● **Required work**
Pictures stay out of the copy; set down each line of the listing below exactly.

(Object pointing dataset rows)
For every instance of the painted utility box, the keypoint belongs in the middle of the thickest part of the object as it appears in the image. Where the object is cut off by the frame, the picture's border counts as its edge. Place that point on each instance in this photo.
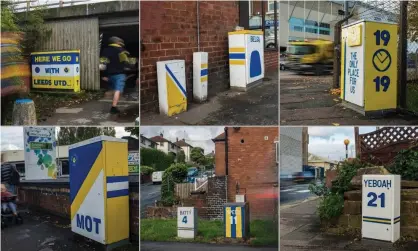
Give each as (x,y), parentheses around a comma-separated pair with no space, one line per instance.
(186,222)
(58,70)
(200,76)
(237,220)
(369,67)
(172,93)
(246,58)
(99,189)
(381,207)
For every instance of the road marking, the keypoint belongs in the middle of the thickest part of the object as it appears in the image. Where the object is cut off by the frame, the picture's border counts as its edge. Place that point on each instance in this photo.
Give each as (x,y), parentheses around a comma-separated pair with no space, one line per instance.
(288,190)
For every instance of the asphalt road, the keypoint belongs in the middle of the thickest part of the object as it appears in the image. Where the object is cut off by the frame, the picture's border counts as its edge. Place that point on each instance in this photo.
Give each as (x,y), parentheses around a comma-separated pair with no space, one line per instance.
(294,193)
(175,246)
(149,194)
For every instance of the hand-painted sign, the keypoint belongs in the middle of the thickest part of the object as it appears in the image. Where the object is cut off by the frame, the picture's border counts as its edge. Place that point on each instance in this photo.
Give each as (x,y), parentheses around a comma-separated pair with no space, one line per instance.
(369,65)
(56,70)
(40,153)
(381,207)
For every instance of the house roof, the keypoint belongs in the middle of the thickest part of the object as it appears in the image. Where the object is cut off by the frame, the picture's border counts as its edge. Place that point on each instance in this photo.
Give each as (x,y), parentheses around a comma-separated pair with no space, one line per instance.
(316,158)
(182,143)
(220,137)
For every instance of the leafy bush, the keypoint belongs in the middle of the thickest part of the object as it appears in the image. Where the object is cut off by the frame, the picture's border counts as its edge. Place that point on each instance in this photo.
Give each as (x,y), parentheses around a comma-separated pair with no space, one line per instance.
(146,170)
(176,173)
(345,173)
(156,159)
(331,206)
(405,164)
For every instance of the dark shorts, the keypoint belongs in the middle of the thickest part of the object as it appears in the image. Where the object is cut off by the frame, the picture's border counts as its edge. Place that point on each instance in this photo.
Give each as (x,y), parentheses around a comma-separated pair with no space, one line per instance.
(117,82)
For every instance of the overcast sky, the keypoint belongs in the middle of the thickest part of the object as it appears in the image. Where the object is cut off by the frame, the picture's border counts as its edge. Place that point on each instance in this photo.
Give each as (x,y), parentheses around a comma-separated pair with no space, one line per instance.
(328,141)
(12,137)
(200,136)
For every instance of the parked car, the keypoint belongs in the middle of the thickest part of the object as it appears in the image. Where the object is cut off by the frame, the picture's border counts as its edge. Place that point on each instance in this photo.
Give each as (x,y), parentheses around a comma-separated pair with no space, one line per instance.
(157,177)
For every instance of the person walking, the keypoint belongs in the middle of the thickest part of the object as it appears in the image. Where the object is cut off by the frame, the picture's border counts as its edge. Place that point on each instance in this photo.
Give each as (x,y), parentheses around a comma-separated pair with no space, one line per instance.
(114,61)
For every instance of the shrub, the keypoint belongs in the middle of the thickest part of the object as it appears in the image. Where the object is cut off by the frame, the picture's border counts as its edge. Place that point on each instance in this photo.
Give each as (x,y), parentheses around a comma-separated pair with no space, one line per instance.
(146,170)
(405,164)
(156,159)
(176,173)
(331,206)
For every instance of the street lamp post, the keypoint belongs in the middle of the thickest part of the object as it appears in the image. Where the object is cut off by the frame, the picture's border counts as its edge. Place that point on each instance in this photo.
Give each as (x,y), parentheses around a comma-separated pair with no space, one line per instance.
(346,143)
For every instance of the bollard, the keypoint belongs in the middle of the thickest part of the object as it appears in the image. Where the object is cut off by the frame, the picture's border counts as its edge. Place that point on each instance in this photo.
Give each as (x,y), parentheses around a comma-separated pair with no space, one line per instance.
(24,112)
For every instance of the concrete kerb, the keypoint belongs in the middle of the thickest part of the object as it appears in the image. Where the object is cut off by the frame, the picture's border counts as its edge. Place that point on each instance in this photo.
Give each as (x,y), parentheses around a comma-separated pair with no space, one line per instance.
(297,203)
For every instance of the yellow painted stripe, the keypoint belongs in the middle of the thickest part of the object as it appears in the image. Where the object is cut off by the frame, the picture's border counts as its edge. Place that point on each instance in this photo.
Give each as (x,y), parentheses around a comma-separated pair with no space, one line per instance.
(237,49)
(252,32)
(236,62)
(87,183)
(228,222)
(238,221)
(54,52)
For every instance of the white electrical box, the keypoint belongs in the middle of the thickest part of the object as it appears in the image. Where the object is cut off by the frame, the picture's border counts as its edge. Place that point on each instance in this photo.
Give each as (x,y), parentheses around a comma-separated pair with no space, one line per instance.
(200,76)
(381,200)
(186,222)
(246,58)
(172,94)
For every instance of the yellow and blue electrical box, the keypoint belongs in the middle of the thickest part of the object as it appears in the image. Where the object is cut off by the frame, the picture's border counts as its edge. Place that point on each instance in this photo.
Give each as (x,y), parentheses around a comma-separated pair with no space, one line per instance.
(237,220)
(200,76)
(172,95)
(59,70)
(99,190)
(246,58)
(369,67)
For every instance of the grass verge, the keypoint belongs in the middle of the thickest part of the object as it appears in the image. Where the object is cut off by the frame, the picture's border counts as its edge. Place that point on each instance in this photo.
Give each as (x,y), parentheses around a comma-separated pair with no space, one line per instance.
(263,233)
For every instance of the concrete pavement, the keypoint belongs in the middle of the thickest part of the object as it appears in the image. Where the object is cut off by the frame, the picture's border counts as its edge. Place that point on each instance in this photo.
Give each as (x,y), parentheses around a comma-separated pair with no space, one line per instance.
(300,229)
(257,106)
(95,112)
(177,246)
(306,100)
(46,233)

● **Correct result**
For every instance of the painted utility box, the keypoint belongs in the middle of the thickest part of the object as it appears in the image. Where the object is cut off by the frame, the picture's border counts as its edge. Place that point on each instance in this photo.
Give each as (x,y), parentheses around a comma-separated pair with no space, one line per instance.
(186,222)
(58,70)
(200,76)
(237,220)
(369,67)
(172,93)
(246,58)
(99,189)
(381,207)
For every instance of the road marking, the keypoint belongs in the middle of the thickest part of the object as it appears in the image. Where the object is cut off by the frame, the picture's border counts as its edge. Place that point on each instance in this photo.
Give each as (x,y), parentheses around a comma-separated pair with no space, one line per instance.
(288,190)
For every instance of the asphalt road, the keypoint belongs in the middle of the thickest part of the object as it appears in the image. Where the object is cut off by the frame, the picture's border counts as its edge. Place that point on each instance in this photo.
Give each as (x,y), parentheses around a comma-separated pair with no space, one line per instance.
(294,193)
(175,246)
(149,194)
For every instance of the hand-painted sign, the keypoint belongs in the middle of the thickest part of the object as it appears in the image. Where the object is cut off by the frame, the picture's border counts as its edge. Place that point on each instance in this photo.
Give each as (x,y), parentheses around a comma-separated pair with no space, one line per instance.
(369,65)
(56,70)
(40,153)
(381,207)
For every instance of the house roof, the keypoint belongs in the middle of the thickest part of the object as it appears in the image. Where the object is cut off by the frame, the picture's border counts as its edge. Place that point on each instance in this photo.
Give each as (x,y), parentheses around a comma-separated pair with no space, one line per instance.
(316,158)
(182,143)
(220,137)
For every instance of the leafy bush, the keypoint belongs in the middle of the thickest part of the object as it appears in the image. Where the object is cut off by the frame, the picture's border counts as its edge. Place that point on each instance in this photo.
Give each as (x,y), parentheses around a comma-separated pair with no space, one line per instance.
(146,170)
(176,173)
(345,173)
(156,159)
(331,206)
(405,164)
For every instance of the dark shorts, the keypoint belongs in the middle of the thickest part of the object as it appears in the image. Where the object is cut off by the frame, the picture's border counts as its edge. Place that point on each instance in this photo.
Give each as (x,y), parentheses around a comma-separated pair with no space, one line per instance.
(117,82)
For every instance of the overcast sky, the keypoint belongs in the middle of the thickest part of the object as it appears in the image. Where the object is cut off by the frame, the picture's border counts as its edge. Place that point on each instance in this photo.
Give each as (x,y), parentheses around a comma-separated pair with no space, one line per instance.
(328,141)
(12,137)
(200,136)
For every instance of the parked car, the keypoint belongs in the middle of the thickest part of the object as it appears in the image. Where the object is cut off by the frame, the picture's border counts as its edge. Place that point on each instance in this photo.
Give each as (x,y), parentheses around a comma-separated pair with no space, one line per instance.
(157,177)
For every instance of the person walking, the keypoint belongs in the middle of the thickest part of the object as it appears in the image. Where the object is cut off by the frame, the picture's border counts as its edge. Place that point on each instance in this photo.
Give each as (x,y), parentheses around a comma-separated pair with no space, one line per instance.
(114,61)
For every instance of the shrub, the keypoint belongs in the middle of the thickest part of the object as it appears in the image. Where the object is cut off by the frame, the picture's border counts as its edge. Place that point on each instance in this photo.
Give each as (x,y), parentheses around a comma-separated pair with no space, one line per instance.
(146,170)
(405,164)
(156,159)
(176,173)
(331,206)
For every instance of the street lamp post, the keypoint belongs in the middle of the thickest part of the object as it appears in the image. Where the object is cut off by the frame, the picture's border counts as its edge. Place that point on each instance in this photo.
Give each as (x,y), parentheses around a comma-separated pair with no space, one line per instance.
(346,143)
For every instance of the bollard, the keypoint belongs in the middle of the thickest part of the object as it appears in the image. Where the object is cut off by the frame, the picture's border counts as its edge. Place that point on each instance in this photo.
Give each as (x,y), parentheses around a comma-separated pair with no space, one line per instance.
(24,112)
For every instance of the concrete kerb, the keypoint belongs in the middle of the thickest part of the object as it appears in the image. Where the object is cut off by the frame, the picture's border counts as its edge. Place that point on each instance in this photo.
Give each as (x,y), parentheses around a comma-separated pair with no space, one line per instance.
(297,203)
For every instance of the yellow painted stripe, the keypoint belongs in the middle of the thickest part of the object as it appears in the image. Where the object is cut off by the frame, the picture's border counts as its edge. Place that point on each instance in this photo.
Give each as (x,y), parentheses around a comma-separated pair with no space, one line per instance.
(237,49)
(252,32)
(236,62)
(87,183)
(228,222)
(238,221)
(54,52)
For every instance of the white electrical box, the keypoint belongs in the middle of the thickest part of the object as it appears in the image. Where the object is cut off by the frame, the picture's border counts as its edge. Place that point on each instance in this photo.
Give each as (x,y), parentheses around a comma-separated pair with no space, one line per instance.
(200,76)
(381,200)
(186,222)
(246,58)
(172,94)
For every instance of the yellow and blue electrical box, the keypoint belongs in the middle of the thickest part of the object as it appears in the image. Where the object is cut off by the frame, the picture's border counts as its edge. Place that point on each instance in this photo.
Give each as (x,y), parentheses around a comma-separated pair with no space, one line per instance.
(237,220)
(200,76)
(172,95)
(59,70)
(99,190)
(246,58)
(369,67)
For every instance of the grass verge, the keypoint belongs in the middle of the thickest part of the object as it appears in the image. Where the object is cut off by the frame, the picture's border counts as its edge. Place that point on each instance in this photo.
Give each as (x,y), parentheses around a comma-separated pair with no space, one line per instance.
(263,233)
For every instance of the concrete pavement, the keypoint belongs in the middle of the thickest part of the object as it appears in the image. Where the object is cut off by the frame, the picture's border counts as its edge. Place that point on each instance in this photo.
Give each as (x,y), parentheses around a comma-separated pair with no space, one line per instance.
(300,229)
(257,106)
(95,112)
(177,246)
(306,100)
(46,233)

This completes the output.